Objective
Which lines of the data below contain the word "blue"? Select each one and copy it in full.

Information given
*-*-*

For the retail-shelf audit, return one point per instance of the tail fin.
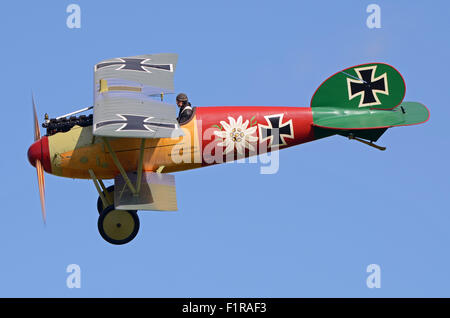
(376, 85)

*-*-*

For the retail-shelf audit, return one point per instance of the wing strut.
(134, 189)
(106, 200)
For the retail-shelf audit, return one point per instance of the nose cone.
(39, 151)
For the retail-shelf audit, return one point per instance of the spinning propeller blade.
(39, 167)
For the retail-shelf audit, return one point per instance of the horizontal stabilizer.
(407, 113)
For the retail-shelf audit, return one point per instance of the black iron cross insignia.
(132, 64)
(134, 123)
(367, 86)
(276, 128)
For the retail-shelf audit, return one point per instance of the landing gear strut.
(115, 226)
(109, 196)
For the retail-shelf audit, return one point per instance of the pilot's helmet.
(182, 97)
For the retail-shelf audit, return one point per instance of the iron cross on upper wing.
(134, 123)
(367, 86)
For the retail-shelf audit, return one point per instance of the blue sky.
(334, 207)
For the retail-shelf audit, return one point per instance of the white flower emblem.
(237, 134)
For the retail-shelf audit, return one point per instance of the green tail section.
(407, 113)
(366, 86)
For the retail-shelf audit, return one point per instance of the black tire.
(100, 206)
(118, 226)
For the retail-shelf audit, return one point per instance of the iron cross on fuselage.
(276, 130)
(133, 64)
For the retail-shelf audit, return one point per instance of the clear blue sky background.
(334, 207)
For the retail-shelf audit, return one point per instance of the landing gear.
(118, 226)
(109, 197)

*-*-*

Written solution
For the retail-shelf audit, return one point per instance of the blue sky.
For the retail-shelf audit, return one point per instance of the clear blue sky background.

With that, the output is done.